## WORK TO DO:
Please retype the stretch of the Chris Carrabba biography from "As a teenager, Carrabba" through "to study education.", word for word.

## READING PASSAGE:
——————

Christopher Ender Carrabba (born April 10, 1975) is the lead singer and guitarist of the band Dashboard Confessional, lead singer of the band Further Seems Forever, and is the vocalist for the folk band Twin Forks.

Early life and education
Born in West Hartford, Connecticut, United States, Carrabba's parents divorced when he was three. At age 16, he moved with his mother Anne, brother Nick, stepbrother and stepfather to Boca Raton, Florida. Carrabba remains close to some relatives on his paternal side, but is not close to his father Andrew specifically.

As a teenager, Carrabba was interested in skateboarding and passionate about music. In high school, he started singing in his choir. At 15, his two cousins found a guitar in their basement, presumably belonging to their father but the true owner is unknown. Carrabba ended up with the guitar when one of them figured he would be the only one who could play it. After graduating from Boca Raton Community High School, Carrabba became more serious about music and joined his first band, The Vacant Andys, and matriculated to Florida Atlantic University to study education.

At college, alongside studies, Carrabba played with The Vacant Andys and, later, with The Agency, which featured Chris Carrabba on their second LP, ENGINES.  This was the first recording to feature both Mike Marsh and Chris Carrabba before Mike Marsh became Dashboard Confessional's full-time drummer. For several years, Chris taught at an elementary school in South Florida and played with the group Further Seems Forever.

——————

## GIVEN DATA:
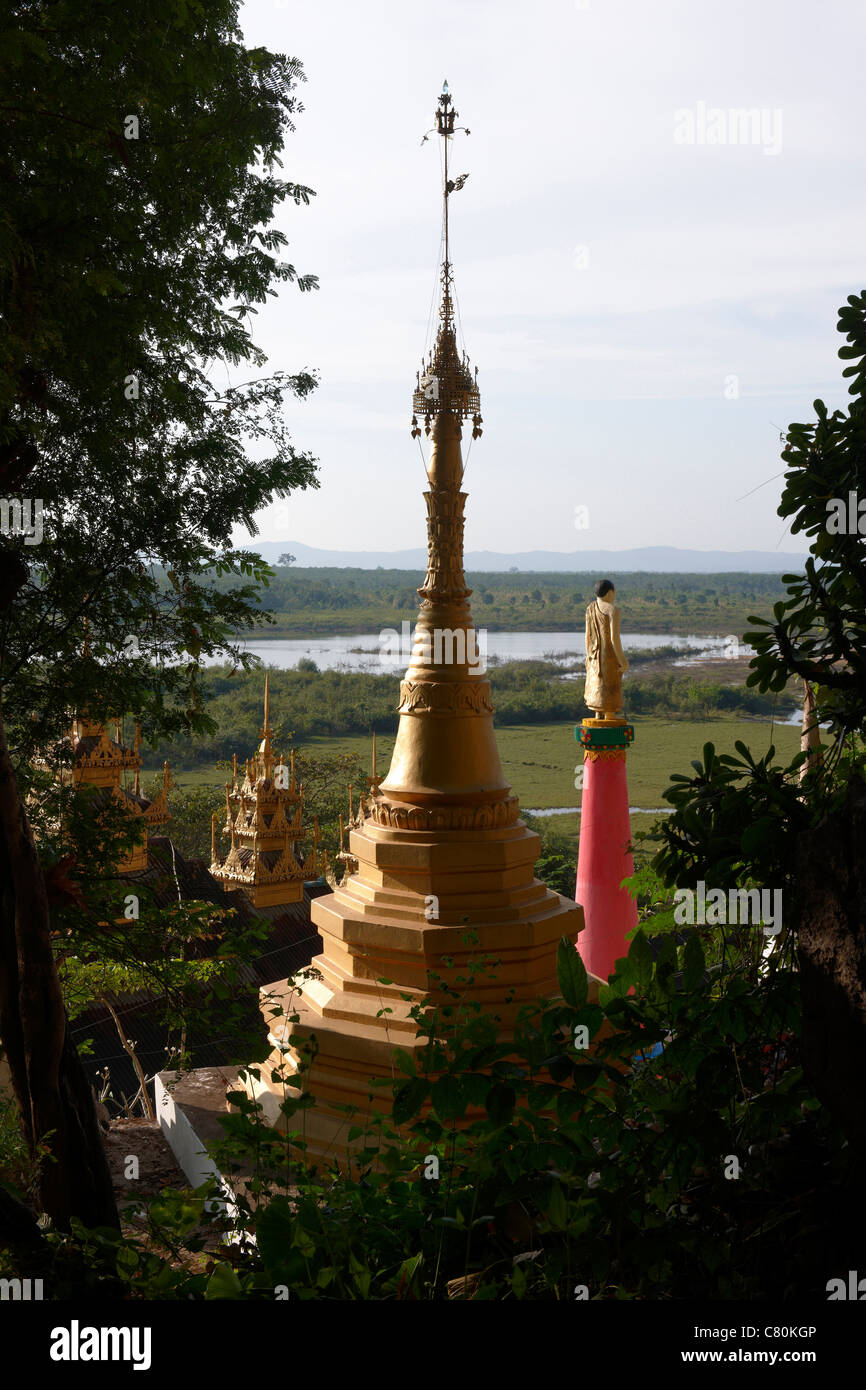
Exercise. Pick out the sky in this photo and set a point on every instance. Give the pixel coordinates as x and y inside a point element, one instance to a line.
<point>647,282</point>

——————

## EXPECTED ANSWER:
As a teenager, Carrabba was interested in skateboarding and passionate about music. In high school, he started singing in his choir. At 15, his two cousins found a guitar in their basement, presumably belonging to their father but the true owner is unknown. Carrabba ended up with the guitar when one of them figured he would be the only one who could play it. After graduating from Boca Raton Community High School, Carrabba became more serious about music and joined his first band, The Vacant Andys, and matriculated to Florida Atlantic University to study education.